> _EXCERPT_:
───
Image via Board Game Geek

Sky Traders from Fantasy Flight Games is an interesting game with some unfortunate problems.  I would not recommend it for 3 players, but I’m willing to try it again with 4, and preferably 5, players.

The basic mechanic is:

  • Action Round: each player has a turn to deal with Ill Winds, move his skyship [1], and then take an action such as trading, mining, or attacking
  • Guild Round: The players negotiate to adjust prices for the various commodities and also buy victory points.

Sky Traders has some nice production values, and some interesting mechanics bolted into the details.

In particular the timer for limiting turns to two minutes could make things more amusingly frantic, but I would want to be more familiar with the game before enforcing that rule.

However in the one and half(ish) games that I’ve played have revealed a number of problems.

First the game balancing seems marginal, particularly in the Guild Round, for a three player game.  It is telling that the special rules for a two player game simulate a 4 player council

Second, the aptly named Ill Winds event cards seem designed to be indiscriminately damaging rather than targeting the leader. Indeed several are constructed in such a way as to give the leader more of an advantage even when drawn by someone else.

Third, there are 5 player pawns, and maybe half a dozen NPCs in the skyship crew cards. Only one of the NPCs is female, and frankly I expect better than that in modern game design.
───
> _GOALS_:
1: Answer these questions from the Sky Traders review, one line each:
(a) Which company makes Sky Traders?
(b) What length of time can the timer limit turns to?
(c) How many of the NPCs in the skyship crew cards are female?
2: Please echo the passage of the Sky Traders review that starts with the words "Second, the aptly" and ends after the words "modern game design.", keeping every word unchanged.

> _STORED DATA_:
───
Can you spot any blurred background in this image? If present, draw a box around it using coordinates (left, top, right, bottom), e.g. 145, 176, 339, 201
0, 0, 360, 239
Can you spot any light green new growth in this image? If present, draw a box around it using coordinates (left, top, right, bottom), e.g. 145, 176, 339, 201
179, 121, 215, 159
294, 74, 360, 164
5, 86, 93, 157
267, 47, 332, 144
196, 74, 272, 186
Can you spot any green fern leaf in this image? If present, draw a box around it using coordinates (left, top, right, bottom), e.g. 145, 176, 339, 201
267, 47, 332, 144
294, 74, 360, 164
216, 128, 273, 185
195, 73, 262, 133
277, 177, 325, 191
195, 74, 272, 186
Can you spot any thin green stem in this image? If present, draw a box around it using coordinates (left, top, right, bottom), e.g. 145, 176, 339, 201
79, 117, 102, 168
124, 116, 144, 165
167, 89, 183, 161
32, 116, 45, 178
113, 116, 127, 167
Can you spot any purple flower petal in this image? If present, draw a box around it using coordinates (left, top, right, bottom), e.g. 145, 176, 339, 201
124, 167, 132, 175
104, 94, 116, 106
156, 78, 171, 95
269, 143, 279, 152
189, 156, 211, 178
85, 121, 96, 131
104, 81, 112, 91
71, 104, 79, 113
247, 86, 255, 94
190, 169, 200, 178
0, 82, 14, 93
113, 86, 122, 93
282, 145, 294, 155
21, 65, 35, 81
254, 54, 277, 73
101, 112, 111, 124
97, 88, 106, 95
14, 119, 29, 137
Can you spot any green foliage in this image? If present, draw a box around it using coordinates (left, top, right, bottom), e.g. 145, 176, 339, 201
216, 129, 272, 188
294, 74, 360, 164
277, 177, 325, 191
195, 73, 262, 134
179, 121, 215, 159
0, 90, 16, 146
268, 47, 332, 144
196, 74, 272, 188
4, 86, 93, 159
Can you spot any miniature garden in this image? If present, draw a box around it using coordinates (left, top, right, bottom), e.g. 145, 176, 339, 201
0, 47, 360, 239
───
> _RESPONSES IN ORDER_:
1:
(a) Fantasy Flight Games
(b) Two minutes
(c) One

2:
Second, the aptly named Ill Winds event cards seem designed to be indiscriminately damaging rather than targeting the leader. Indeed several are constructed in such a way as to give the leader more of an advantage even when drawn by someone else.

Third, there are 5 player pawns, and maybe half a dozen NPCs in the skyship crew cards. Only one of the NPCs is female, and frankly I expect better than that in modern game design.